Data records
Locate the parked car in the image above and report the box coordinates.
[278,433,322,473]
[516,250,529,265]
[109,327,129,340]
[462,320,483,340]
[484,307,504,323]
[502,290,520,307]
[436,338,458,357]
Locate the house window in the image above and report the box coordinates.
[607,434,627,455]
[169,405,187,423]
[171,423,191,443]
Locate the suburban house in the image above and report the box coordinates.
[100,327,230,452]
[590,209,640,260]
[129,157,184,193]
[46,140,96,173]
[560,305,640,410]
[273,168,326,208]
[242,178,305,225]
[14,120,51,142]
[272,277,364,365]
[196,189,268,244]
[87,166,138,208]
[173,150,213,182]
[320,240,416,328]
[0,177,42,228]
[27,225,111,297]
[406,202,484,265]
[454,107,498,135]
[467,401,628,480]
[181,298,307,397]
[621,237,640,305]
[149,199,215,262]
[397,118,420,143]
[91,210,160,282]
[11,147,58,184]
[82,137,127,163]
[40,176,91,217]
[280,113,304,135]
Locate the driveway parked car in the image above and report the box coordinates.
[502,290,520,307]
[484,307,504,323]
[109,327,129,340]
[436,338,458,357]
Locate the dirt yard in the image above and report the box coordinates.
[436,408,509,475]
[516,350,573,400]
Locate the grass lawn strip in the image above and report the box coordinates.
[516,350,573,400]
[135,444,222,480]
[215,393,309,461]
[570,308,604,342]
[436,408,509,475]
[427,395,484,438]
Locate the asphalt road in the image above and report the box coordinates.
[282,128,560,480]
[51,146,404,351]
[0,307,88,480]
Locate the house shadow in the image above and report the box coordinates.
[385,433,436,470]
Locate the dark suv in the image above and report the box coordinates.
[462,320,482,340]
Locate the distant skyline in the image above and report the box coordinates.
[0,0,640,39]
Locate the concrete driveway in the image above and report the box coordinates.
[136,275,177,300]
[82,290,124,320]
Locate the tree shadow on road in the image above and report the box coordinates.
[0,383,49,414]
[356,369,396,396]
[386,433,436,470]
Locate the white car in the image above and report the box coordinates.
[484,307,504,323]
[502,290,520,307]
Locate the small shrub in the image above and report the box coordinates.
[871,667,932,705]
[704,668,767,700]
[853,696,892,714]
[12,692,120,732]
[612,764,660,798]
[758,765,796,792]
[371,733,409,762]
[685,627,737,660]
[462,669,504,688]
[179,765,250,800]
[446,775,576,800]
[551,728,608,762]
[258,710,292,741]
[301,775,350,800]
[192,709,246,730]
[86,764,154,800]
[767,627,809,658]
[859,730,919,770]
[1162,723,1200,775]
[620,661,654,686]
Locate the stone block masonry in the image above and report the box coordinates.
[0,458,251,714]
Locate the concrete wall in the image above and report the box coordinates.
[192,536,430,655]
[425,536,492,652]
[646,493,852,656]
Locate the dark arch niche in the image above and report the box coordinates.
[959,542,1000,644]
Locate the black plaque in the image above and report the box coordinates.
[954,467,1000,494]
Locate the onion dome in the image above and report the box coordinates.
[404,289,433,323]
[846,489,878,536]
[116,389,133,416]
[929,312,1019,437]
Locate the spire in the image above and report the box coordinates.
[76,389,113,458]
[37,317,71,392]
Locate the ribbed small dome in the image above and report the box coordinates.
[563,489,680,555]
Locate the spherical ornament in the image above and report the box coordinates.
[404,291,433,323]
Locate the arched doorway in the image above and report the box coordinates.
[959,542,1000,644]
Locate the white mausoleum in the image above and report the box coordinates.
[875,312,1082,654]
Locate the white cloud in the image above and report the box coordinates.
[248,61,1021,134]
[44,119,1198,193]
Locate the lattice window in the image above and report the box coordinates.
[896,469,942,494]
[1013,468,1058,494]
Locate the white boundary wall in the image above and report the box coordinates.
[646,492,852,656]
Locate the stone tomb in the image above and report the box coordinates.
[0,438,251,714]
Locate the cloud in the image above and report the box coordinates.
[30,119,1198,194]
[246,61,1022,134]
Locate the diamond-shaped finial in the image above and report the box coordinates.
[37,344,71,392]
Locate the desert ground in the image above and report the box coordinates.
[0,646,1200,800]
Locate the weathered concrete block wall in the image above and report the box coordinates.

▶ _YOUR INSTRUCTIONS_
Lay out every line of the listing above as a Markdown table with two columns, "Row" for the row number and "Line" for the line itself, and leave out any blank lines.

▶ _SOLVED PROBLEM_
| Row | Line |
|---|---|
| 1 | Locate the parked car in the image above and report the box coordinates. |
| 2 | [278,433,322,473] |
| 3 | [516,250,529,265] |
| 4 | [109,327,129,340] |
| 5 | [462,320,483,340] |
| 6 | [484,307,504,323] |
| 7 | [502,290,520,307] |
| 8 | [436,338,458,357] |
| 9 | Locate the house window in the image above and report the box coordinates. |
| 10 | [607,434,627,455] |
| 11 | [169,405,187,423] |
| 12 | [171,423,191,443] |
| 13 | Locate the suburban house in the image above and report the box coordinates. |
| 14 | [100,327,230,452] |
| 15 | [590,209,640,260] |
| 16 | [129,157,184,193] |
| 17 | [46,140,96,173] |
| 18 | [560,305,640,410] |
| 19 | [273,168,326,208] |
| 20 | [242,178,305,225] |
| 21 | [14,120,51,142] |
| 22 | [272,277,364,365] |
| 23 | [196,189,268,244] |
| 24 | [87,166,138,208] |
| 25 | [173,150,213,182] |
| 26 | [320,240,416,328] |
| 27 | [0,177,42,228] |
| 28 | [27,225,111,297] |
| 29 | [406,202,484,265] |
| 30 | [454,107,498,135] |
| 31 | [467,401,628,480] |
| 32 | [181,298,307,397] |
| 33 | [621,237,640,305] |
| 34 | [149,199,215,262] |
| 35 | [397,118,420,143] |
| 36 | [91,210,160,282] |
| 37 | [11,147,58,184] |
| 38 | [82,137,127,163] |
| 39 | [40,176,91,217] |
| 40 | [280,113,304,135] |
| 41 | Locate the driveway parked car in the image above and report the box coordinates. |
| 42 | [502,290,520,307] |
| 43 | [484,307,504,323] |
| 44 | [109,327,129,340] |
| 45 | [436,338,458,357] |
| 46 | Locate the dirt yard in the image above and report the box coordinates. |
| 47 | [436,408,509,475] |
| 48 | [516,350,573,400] |
| 49 | Locate the grass lawn strip in the image above and report the box coordinates. |
| 50 | [516,350,573,400] |
| 51 | [135,444,222,480] |
| 52 | [215,393,309,461] |
| 53 | [570,308,604,342] |
| 54 | [436,408,509,475] |
| 55 | [427,395,484,438] |
| 56 | Locate the asphalt road in the image above and report the box coordinates. |
| 57 | [282,128,560,480] |
| 58 | [51,146,404,351] |
| 59 | [0,307,88,480] |
| 60 | Locate the house shadow in the image above and report the box coordinates. |
| 61 | [385,433,436,470] |
| 62 | Locate the dark suv in the image above and report the box coordinates. |
| 63 | [462,320,482,340] |
| 64 | Locate the distant skyline in the image above and report the box coordinates. |
| 65 | [0,0,640,39] |
| 66 | Locate the concrete driveway in the image above and report the box coordinates. |
| 67 | [136,275,177,300] |
| 68 | [82,290,124,320] |
| 69 | Locate the tree shadow on road in the image above and report the box coordinates. |
| 70 | [0,383,49,414] |
| 71 | [356,369,396,396] |
| 72 | [386,433,436,470] |
| 73 | Locate the white car in the image above and report the box coordinates. |
| 74 | [484,307,504,323] |
| 75 | [502,290,520,307] |
| 76 | Locate the small shrub in the image above and report the box coordinates. |
| 77 | [871,667,932,705] |
| 78 | [704,668,767,700] |
| 79 | [853,696,892,714] |
| 80 | [12,692,120,732] |
| 81 | [612,764,660,798] |
| 82 | [758,765,796,792] |
| 83 | [371,733,409,762] |
| 84 | [685,627,737,660] |
| 85 | [462,669,504,688] |
| 86 | [179,765,250,800] |
| 87 | [446,775,576,800] |
| 88 | [551,728,608,762] |
| 89 | [258,710,292,741] |
| 90 | [301,775,350,800] |
| 91 | [192,709,246,730] |
| 92 | [86,764,154,800] |
| 93 | [767,627,809,658] |
| 94 | [859,730,919,770] |
| 95 | [1162,723,1200,775] |
| 96 | [620,661,654,686] |
| 97 | Locate the stone block masonry in the image above and report the box coordinates. |
| 98 | [0,458,251,714] |
| 99 | Locate the concrete wall in the image above and report the box coordinates. |
| 100 | [192,536,430,655] |
| 101 | [425,536,492,652] |
| 102 | [646,493,852,656] |
| 103 | Locate the dark arch niche in the image above and report the box coordinates. |
| 104 | [959,542,1000,644] |
| 105 | Locate the black plaque in the image above and report the box coordinates. |
| 106 | [954,467,1000,494] |
| 107 | Locate the onion dome in the image above and report the box coordinates. |
| 108 | [404,289,433,323] |
| 109 | [846,489,878,536] |
| 110 | [116,389,133,416] |
| 111 | [929,312,1019,437] |
| 112 | Locate the spire in the image above and report the box coordinates. |
| 113 | [76,389,113,458] |
| 114 | [37,317,71,392] |
| 115 | Locate the ribbed small dome in the image above and report the box coordinates. |
| 116 | [563,489,680,555] |
| 117 | Locate the spherical ornament in the image above and report the box coordinates. |
| 118 | [404,291,433,323] |
| 119 | Locate the arched doorway in the image above and report the box coordinates. |
| 120 | [959,542,1000,644] |
| 121 | Locate the white mausoleum in the image above and report the box coordinates. |
| 122 | [875,312,1082,654] |
| 123 | Locate the white cloud in the image above and report the box coordinates. |
| 124 | [248,61,1021,134] |
| 125 | [44,119,1198,193] |
| 126 | Locate the lattice window in the image above and report the box coordinates. |
| 127 | [896,469,942,494] |
| 128 | [1013,468,1058,494] |
| 129 | Locate the white boundary wall in the image above and report the box coordinates. |
| 130 | [646,492,852,656] |
| 131 | Locate the stone tomb in the image above and report the box coordinates. |
| 132 | [0,438,251,714] |
| 133 | Locate the cloud in the image above and report the box coordinates. |
| 134 | [30,119,1198,194] |
| 135 | [246,61,1022,134] |
| 136 | Locate the diamond-shaped finial in the image above and report the box coordinates. |
| 137 | [37,344,71,392] |
| 138 | Locate the desert ground in the image above and report the box coordinates. |
| 139 | [0,646,1200,800] |
| 140 | Locate the weathered concrete block wall in the image above and report the box coordinates. |